Using the entries below, return word for word the lines from the one containing "the oak stool" up to and including the last.

------ Stored records

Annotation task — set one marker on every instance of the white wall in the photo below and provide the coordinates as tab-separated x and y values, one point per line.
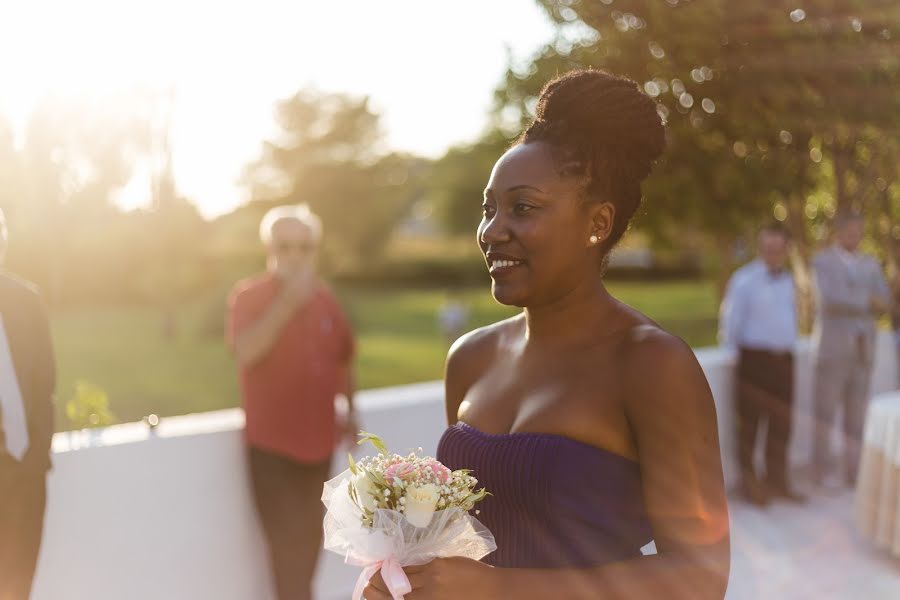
168	516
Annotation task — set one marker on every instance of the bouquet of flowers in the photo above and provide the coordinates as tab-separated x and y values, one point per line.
389	511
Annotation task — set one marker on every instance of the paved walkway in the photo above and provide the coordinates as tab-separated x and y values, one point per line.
808	552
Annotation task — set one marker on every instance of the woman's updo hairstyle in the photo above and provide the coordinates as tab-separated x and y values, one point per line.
603	129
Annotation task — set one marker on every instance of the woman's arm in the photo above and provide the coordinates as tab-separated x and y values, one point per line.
673	418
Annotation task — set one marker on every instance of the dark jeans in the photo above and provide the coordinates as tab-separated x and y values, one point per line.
288	499
765	393
23	497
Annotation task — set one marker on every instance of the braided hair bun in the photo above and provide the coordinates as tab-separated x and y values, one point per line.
603	129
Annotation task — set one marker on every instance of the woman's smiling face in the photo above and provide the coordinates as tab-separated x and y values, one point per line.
536	228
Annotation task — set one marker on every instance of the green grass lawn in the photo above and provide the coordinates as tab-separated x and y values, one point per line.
122	349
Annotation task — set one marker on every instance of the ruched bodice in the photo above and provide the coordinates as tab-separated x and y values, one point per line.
556	502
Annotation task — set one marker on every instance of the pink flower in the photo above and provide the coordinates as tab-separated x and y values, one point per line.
399	470
441	473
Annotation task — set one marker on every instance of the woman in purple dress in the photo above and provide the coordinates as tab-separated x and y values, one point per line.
594	429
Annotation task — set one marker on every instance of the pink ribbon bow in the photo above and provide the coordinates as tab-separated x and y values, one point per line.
392	573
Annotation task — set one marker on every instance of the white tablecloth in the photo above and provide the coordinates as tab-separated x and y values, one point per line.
878	487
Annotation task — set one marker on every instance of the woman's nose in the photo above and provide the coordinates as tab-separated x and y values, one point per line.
494	230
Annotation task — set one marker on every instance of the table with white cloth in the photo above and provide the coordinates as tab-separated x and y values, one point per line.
878	486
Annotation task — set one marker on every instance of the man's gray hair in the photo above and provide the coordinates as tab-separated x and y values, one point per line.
297	212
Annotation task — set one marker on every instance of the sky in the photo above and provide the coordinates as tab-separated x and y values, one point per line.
428	66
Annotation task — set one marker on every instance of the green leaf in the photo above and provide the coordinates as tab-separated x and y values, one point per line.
374	440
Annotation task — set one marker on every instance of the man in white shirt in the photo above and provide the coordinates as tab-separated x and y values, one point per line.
27	381
851	293
759	320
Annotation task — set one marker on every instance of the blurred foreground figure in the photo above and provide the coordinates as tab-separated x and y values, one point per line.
759	319
27	381
850	295
294	349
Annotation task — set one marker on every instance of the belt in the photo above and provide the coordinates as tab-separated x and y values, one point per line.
777	353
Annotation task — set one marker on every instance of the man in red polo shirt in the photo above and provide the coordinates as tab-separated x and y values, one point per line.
294	349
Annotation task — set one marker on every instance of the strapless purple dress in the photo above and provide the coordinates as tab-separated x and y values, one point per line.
556	502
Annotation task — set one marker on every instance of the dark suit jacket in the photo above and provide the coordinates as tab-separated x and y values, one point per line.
28	334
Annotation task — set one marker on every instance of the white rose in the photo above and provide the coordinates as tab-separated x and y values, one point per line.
420	503
365	488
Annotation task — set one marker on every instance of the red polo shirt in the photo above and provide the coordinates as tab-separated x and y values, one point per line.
288	395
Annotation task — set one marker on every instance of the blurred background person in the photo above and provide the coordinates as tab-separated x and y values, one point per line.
850	294
759	320
453	317
294	349
27	383
895	304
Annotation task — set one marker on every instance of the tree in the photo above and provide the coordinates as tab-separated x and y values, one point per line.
330	154
755	94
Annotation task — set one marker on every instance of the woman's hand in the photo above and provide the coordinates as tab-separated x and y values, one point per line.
442	579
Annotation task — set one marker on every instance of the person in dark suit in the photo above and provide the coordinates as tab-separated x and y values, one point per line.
27	383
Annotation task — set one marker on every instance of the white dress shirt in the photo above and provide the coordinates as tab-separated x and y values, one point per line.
759	310
12	409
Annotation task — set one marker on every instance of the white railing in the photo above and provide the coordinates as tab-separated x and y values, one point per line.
167	515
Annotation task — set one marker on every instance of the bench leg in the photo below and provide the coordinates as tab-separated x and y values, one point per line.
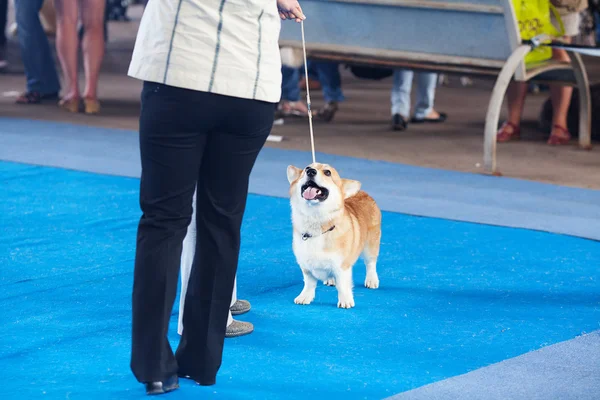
585	103
495	107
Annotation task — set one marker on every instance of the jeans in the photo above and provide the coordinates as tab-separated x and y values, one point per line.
40	70
188	141
328	74
426	84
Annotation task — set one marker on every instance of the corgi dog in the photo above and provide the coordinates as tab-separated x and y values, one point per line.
334	222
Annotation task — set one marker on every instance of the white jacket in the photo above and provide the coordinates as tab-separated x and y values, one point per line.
228	47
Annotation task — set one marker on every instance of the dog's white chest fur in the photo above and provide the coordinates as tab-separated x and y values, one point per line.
313	258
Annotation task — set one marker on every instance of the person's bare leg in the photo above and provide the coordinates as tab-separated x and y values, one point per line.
515	95
92	17
561	100
67	45
517	91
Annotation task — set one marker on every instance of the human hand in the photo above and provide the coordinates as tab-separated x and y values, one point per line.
290	9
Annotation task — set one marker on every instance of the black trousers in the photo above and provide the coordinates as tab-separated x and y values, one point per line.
189	137
3	19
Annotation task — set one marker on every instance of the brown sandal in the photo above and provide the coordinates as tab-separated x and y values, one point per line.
555	140
71	105
504	136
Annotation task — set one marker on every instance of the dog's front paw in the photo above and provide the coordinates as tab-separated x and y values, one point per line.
372	281
346	302
304	298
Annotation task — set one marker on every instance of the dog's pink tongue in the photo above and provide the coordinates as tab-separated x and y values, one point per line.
311	193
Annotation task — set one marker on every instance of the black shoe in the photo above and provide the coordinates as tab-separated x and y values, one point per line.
398	122
328	112
154	388
439	119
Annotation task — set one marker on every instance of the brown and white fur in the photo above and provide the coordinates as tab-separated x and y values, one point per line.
334	223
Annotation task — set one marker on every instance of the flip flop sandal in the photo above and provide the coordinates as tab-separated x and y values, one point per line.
34	97
504	135
555	140
441	118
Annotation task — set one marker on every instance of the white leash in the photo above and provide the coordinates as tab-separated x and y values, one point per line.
312	138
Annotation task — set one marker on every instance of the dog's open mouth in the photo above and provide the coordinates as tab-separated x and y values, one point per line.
311	191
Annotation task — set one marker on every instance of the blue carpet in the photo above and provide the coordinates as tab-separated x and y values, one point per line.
399	188
567	371
454	297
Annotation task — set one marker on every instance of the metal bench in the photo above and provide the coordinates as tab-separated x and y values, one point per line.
469	37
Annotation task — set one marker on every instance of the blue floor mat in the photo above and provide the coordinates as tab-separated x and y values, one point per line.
454	297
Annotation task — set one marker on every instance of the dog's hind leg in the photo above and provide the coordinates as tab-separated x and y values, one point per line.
370	254
308	293
343	280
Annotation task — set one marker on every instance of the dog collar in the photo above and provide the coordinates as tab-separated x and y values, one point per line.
306	236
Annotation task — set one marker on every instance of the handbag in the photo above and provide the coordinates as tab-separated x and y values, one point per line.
533	17
371	73
570	5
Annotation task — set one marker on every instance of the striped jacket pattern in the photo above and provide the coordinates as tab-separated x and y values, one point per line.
227	47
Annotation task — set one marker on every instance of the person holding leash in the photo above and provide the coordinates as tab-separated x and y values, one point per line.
211	73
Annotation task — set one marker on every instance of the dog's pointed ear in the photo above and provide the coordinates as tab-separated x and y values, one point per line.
293	173
350	187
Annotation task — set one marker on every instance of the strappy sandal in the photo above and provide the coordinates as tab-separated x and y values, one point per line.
34	97
291	109
504	135
91	106
556	140
71	105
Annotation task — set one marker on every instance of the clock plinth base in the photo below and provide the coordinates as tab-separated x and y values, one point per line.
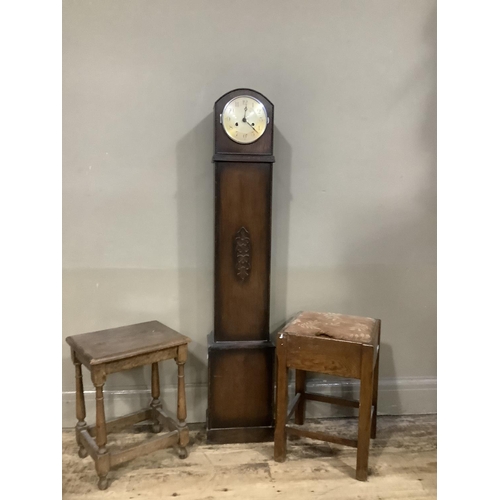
240	435
240	391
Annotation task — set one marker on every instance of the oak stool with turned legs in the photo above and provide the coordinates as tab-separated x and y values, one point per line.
334	344
115	350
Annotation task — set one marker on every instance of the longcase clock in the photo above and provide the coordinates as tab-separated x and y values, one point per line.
240	353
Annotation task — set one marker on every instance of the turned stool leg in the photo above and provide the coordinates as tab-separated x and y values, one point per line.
155	393
181	401
375	399
365	409
102	464
80	406
281	402
300	387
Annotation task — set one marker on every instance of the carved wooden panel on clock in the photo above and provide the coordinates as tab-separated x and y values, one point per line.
240	353
244	219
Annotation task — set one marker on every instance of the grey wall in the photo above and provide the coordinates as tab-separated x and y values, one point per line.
354	210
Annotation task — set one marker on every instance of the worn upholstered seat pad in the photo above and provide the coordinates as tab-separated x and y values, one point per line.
336	326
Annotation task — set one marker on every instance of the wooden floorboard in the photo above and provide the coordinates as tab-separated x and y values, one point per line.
402	465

------------

Exercise response:
Annotation task — set one marker on every instance of the oak stool with turned legs in the photo above and provide the coordinates as tab-separated x and y values, one point per line.
334	344
115	350
Annotation task — set one marker on every instance of the longcase clock in the photo above and provide the coordinates as tab-separated x and y values, one point per line.
240	353
Annotation task — set one marker on every instance of the turned stool leg in the photo above and provide the coordinates as tab-separated x and y values, one point per line.
155	393
181	401
375	399
365	409
102	464
80	406
281	402
300	387
Annotation task — set one marker on every instance of the carved wooden panel on clock in the photo above and provide the coordinates as tab-separated x and y values, one point per line.
240	353
244	219
Annotation task — set one marker on every instance of the grey wall in the photo above and provide the coordinates as tab-separated x and y values, one point per line.
354	210
Annotation task — set one marker on every instance of the worn upholstered seat pad in the photo above and provide the coordinates as tab-separated x and y values, one point per line.
336	326
Annotation task — set one marker on every instance of the wooden floorboard in the photo above and provide the coordinates as tab-separated x and y values, one point per line.
402	465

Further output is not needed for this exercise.